| Prompt |
Please extract every line of the items below that contains the word "throw", treating case as significant.

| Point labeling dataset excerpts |
====

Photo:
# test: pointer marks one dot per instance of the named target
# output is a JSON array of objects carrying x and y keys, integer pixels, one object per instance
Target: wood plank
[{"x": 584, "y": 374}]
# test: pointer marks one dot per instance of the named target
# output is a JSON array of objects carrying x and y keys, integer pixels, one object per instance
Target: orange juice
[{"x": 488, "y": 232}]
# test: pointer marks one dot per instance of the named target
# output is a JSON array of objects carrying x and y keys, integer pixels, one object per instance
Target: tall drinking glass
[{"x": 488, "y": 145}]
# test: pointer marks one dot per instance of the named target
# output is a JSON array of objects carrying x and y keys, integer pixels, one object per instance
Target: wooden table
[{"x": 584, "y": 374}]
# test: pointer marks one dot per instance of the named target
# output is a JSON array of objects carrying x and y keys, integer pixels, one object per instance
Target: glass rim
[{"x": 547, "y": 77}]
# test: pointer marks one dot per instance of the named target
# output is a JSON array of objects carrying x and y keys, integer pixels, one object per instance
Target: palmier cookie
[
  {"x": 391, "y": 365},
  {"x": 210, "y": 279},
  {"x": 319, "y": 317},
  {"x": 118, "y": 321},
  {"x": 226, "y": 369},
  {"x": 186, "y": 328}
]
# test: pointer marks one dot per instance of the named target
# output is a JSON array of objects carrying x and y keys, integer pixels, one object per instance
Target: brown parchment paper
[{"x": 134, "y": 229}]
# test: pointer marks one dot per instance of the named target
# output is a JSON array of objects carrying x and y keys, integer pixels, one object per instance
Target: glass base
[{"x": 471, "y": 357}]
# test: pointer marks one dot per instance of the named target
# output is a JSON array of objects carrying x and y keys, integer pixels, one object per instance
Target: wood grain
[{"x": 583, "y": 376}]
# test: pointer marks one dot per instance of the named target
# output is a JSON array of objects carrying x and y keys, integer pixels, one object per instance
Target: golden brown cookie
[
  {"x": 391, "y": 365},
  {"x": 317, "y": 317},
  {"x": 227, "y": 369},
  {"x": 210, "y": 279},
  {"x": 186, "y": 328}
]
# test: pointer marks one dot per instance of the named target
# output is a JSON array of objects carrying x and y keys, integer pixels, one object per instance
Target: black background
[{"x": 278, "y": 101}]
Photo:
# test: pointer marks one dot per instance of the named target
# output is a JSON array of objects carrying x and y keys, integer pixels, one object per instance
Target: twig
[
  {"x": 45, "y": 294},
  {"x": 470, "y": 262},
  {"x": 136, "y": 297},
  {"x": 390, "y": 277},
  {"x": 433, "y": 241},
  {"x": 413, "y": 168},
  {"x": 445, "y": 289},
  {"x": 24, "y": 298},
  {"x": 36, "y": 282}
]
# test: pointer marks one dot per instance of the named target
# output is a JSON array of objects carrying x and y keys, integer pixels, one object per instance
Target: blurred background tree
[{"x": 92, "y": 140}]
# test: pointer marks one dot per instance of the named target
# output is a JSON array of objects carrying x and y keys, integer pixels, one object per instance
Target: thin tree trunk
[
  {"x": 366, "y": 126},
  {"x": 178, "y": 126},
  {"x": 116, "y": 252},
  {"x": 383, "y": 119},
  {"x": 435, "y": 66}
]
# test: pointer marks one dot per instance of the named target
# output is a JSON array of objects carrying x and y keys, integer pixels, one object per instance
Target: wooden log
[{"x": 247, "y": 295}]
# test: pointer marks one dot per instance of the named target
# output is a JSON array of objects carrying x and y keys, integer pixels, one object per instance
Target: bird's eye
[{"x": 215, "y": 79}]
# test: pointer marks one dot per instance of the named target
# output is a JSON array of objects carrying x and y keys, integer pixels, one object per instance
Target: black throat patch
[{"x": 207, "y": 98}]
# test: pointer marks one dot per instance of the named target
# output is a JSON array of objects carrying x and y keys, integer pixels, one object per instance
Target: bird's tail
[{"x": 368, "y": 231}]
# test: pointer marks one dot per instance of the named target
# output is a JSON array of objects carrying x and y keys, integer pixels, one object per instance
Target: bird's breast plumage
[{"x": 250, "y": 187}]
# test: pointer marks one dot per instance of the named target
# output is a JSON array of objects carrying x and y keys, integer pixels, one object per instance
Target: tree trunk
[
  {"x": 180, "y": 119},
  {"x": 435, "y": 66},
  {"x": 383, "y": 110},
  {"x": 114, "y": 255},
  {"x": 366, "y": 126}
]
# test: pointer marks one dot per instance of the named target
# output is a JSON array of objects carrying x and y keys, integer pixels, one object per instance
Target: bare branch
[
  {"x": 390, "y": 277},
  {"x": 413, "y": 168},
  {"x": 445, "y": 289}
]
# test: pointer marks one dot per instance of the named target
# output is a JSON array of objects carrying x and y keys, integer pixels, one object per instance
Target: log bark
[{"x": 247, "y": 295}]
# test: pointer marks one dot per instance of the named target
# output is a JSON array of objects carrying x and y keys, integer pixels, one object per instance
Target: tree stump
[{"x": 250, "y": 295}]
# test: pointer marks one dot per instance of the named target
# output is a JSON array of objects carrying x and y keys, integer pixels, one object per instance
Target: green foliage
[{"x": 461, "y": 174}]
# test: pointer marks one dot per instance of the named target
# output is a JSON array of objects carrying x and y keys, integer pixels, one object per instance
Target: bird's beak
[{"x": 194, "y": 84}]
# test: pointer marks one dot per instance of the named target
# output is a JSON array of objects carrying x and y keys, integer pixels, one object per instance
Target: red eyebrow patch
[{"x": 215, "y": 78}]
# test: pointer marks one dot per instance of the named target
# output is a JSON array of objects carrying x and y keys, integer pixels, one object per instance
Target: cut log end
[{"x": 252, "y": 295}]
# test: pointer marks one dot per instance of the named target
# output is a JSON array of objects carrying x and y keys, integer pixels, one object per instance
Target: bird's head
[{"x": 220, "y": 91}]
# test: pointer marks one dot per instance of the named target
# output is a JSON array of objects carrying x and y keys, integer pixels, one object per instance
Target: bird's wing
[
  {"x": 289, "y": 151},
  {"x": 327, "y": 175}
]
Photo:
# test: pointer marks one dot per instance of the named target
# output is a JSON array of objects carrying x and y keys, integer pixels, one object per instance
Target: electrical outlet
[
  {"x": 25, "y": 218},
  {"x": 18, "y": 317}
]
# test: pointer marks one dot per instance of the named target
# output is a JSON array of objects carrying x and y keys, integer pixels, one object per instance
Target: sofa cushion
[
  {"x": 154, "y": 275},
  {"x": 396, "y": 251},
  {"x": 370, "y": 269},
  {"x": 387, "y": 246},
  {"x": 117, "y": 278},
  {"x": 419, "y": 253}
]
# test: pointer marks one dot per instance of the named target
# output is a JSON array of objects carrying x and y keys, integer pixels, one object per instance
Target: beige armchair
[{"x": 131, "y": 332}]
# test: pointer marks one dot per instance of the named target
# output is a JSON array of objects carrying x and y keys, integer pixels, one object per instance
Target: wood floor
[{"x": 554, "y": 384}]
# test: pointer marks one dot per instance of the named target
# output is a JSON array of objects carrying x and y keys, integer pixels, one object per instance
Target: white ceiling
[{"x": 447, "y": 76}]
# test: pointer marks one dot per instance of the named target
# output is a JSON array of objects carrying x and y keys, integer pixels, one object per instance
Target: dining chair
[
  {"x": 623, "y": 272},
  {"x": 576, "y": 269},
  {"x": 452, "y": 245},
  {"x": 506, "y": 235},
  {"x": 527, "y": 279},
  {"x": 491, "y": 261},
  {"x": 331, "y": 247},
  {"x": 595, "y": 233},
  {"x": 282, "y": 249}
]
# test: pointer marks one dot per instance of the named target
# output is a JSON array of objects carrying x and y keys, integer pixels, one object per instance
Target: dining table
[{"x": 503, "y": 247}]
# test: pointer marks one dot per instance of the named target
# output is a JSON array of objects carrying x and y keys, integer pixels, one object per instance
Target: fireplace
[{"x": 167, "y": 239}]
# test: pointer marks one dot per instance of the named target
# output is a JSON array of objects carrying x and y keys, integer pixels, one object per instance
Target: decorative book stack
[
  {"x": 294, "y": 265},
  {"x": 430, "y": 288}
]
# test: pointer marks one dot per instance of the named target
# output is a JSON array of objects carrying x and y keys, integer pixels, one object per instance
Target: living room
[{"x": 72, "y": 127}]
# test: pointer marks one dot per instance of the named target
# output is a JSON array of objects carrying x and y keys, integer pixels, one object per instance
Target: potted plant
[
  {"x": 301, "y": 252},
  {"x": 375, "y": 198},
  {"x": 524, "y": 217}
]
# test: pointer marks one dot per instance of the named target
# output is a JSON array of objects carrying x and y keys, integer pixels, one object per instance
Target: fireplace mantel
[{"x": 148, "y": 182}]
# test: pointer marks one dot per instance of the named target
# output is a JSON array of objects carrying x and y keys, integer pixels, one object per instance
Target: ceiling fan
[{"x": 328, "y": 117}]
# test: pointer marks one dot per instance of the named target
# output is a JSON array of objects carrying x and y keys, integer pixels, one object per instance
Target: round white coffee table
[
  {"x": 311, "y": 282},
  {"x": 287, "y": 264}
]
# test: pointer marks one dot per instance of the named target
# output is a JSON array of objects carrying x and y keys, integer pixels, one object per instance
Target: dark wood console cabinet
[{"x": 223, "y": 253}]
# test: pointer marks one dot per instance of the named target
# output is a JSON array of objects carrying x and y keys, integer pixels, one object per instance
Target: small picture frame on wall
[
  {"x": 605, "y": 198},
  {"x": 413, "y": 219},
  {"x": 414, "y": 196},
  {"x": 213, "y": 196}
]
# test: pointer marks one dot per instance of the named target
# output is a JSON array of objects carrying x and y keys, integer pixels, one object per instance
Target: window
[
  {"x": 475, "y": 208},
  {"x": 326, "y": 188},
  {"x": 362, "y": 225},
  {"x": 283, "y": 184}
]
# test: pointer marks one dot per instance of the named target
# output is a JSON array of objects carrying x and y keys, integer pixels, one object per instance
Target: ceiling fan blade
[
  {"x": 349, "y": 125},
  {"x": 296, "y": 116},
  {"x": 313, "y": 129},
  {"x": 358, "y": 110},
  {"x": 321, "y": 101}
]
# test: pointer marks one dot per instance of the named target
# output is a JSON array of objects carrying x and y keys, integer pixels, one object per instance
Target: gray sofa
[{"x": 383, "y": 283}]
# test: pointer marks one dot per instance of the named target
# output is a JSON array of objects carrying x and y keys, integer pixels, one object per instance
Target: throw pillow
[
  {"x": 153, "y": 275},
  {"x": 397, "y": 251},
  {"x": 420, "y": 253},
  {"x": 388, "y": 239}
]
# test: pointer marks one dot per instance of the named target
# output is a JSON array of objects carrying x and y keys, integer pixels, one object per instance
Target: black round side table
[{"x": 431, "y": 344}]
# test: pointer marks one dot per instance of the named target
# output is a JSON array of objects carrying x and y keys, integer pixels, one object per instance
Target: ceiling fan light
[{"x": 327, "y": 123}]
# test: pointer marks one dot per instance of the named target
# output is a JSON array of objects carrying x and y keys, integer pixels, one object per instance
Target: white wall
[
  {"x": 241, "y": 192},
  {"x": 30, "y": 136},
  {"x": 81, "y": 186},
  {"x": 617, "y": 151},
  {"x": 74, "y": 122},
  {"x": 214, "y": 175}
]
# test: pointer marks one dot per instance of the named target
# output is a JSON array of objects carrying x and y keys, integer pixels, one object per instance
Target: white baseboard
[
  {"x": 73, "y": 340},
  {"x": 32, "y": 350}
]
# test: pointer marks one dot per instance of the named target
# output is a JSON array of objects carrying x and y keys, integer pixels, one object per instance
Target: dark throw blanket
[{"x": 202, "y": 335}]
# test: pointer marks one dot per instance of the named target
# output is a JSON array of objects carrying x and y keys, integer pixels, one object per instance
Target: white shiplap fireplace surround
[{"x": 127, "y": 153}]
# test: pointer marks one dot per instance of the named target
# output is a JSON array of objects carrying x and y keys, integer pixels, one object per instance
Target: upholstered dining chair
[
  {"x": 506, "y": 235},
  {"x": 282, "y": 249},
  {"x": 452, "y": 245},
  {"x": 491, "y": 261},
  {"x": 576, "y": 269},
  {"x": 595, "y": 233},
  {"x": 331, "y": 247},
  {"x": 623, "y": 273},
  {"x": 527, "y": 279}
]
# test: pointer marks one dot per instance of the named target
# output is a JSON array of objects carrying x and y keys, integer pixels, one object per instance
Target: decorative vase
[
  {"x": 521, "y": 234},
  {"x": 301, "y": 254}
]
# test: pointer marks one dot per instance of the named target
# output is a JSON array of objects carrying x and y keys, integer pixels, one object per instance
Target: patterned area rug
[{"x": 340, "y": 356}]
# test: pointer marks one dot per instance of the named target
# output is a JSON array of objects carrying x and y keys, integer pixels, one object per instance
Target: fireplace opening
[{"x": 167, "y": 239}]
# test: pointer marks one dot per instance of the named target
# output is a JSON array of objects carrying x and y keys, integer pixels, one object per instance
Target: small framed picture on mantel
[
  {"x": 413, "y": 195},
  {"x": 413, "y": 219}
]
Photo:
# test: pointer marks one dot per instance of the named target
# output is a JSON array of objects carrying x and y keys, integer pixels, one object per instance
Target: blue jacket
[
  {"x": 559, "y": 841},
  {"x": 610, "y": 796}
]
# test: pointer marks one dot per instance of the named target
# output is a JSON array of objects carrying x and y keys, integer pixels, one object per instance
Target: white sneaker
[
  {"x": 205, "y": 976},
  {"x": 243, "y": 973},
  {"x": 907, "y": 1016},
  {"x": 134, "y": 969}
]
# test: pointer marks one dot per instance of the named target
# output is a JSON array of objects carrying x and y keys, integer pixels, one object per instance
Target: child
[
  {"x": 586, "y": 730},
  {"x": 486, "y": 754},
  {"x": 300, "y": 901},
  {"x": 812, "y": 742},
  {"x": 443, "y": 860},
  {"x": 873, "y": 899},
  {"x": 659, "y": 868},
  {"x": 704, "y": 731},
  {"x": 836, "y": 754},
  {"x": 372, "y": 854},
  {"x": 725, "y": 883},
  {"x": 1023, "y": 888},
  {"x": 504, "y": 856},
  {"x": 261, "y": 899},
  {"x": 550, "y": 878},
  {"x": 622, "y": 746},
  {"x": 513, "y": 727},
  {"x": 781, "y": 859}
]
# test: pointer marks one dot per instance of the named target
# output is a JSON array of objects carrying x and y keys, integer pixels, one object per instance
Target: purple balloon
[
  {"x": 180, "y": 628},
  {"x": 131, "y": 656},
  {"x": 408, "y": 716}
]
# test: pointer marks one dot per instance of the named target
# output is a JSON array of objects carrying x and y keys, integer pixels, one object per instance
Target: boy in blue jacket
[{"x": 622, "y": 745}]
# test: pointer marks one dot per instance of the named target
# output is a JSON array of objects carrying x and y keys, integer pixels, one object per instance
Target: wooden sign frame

====

| Worked answer |
Target: throw pillow
Target: dark throw blanket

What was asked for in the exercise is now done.